> **WORK REQUEST 1**
In the heat engine summary, how many degrees of freedom does the minimal dynamical model have?
> **WORK REQUEST 2**
Translate this sentence from the heat engine summary into Spanish: "Experimental results validate the model's accuracy."
> **WORK REQUEST 3**
Reproduce the heat engine summary word for word between "Contribution" and "by a force.", inclusive.

Experimental characterization of autonomous heat engine based on minimal dynamical-system model

TL;DR

This paper experimentally investigates a low-temperature-differential Stirling engine, demonstrating that its complex autonomous heat engine dynamics can be effectively modeled with a simple two-degree-of-freedom dynamical system, advancing nonequilibrium thermodynamics.

Contribution

It introduces a minimal dynamical model with two degrees of freedom to describe the engine's behavior, simplifying the understanding of autonomous heat engines.

Findings

Engine dynamics are quantitatively described by a minimal model.

The model introduces the concept of a thermodynamic pendulum driven by a force.

Experimental results validate the model's accuracy.

Abstract

The autonomous heat engine is a model system of autonomous nonequilibrium systems like biological cells, exploiting nonequilibrium flow for operations. As the Carnot engine has essentially contributed to the equilibrium thermodynamics, autonomous heat engine is expected to play a critical role in the challenge of constructing nonequilibrium thermodynamics. However, the high complexity of the engine involving an intricate coupling among heat, gas flow, and mechanics has prevented simple modeling. Here, we experimentally characterized the nonequilibrium dynamics and thermodynamics of a low-temperature-differential Stirling engine, which is a model autonomous heat engine. Our experiments demonstrated that the core engine dynamics are quantitatively described by a minimal dynamical model with only two degrees of freedom. The model proposes a novel concept that illustrates the engine as a thermodynamic pendulum driven by a thermodynamic force. This work will open a new approach to explore the nonequilibrium thermodynamics of autonomous systems based on a simple dynamical system.

> **INFORMATION PROVIDED**
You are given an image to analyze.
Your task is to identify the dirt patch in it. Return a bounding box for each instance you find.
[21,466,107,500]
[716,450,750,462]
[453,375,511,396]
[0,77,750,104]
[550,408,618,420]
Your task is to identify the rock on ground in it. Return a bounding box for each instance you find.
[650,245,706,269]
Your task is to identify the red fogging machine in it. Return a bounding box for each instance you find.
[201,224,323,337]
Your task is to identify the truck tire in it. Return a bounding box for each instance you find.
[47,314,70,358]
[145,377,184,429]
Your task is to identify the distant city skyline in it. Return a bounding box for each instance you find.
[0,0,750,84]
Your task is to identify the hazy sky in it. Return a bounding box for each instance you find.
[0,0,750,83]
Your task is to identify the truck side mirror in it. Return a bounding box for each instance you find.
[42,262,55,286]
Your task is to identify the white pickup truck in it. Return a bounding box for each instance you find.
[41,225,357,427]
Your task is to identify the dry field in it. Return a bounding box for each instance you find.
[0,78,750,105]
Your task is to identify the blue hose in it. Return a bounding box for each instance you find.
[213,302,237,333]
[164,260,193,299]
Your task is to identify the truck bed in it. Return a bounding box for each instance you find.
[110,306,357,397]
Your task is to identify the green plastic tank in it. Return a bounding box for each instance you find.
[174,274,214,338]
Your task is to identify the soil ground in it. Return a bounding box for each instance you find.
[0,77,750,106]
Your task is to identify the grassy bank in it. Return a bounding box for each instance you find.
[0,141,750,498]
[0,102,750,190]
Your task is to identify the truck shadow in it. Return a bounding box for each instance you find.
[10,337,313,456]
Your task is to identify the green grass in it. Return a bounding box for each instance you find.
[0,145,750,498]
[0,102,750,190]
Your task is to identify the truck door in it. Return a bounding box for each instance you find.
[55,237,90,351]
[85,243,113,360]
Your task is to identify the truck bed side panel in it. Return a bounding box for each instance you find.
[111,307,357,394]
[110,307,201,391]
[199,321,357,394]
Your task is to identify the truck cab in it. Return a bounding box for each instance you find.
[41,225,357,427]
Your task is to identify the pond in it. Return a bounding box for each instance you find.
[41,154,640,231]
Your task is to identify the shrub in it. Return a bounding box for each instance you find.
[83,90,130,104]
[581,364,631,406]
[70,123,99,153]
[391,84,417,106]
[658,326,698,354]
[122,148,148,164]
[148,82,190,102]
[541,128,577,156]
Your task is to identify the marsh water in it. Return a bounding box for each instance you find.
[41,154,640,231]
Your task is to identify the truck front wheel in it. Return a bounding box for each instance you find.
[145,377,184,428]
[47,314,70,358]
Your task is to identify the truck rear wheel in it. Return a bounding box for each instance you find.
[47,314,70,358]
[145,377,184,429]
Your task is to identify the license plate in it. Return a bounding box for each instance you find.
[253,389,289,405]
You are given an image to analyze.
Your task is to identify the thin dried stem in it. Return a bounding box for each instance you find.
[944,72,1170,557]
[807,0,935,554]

> **ANSWER BOX 1**
Two.

> **ANSWER BOX 2**
Los resultados experimentales validan la precisión del modelo.

> **ANSWER BOX 3**
Contribution

It introduces a minimal dynamical model with two degrees of freedom to describe the engine's behavior, simplifying the understanding of autonomous heat engines.

Findings

Engine dynamics are quantitatively described by a minimal model.

The model introduces the concept of a thermodynamic pendulum driven by a force.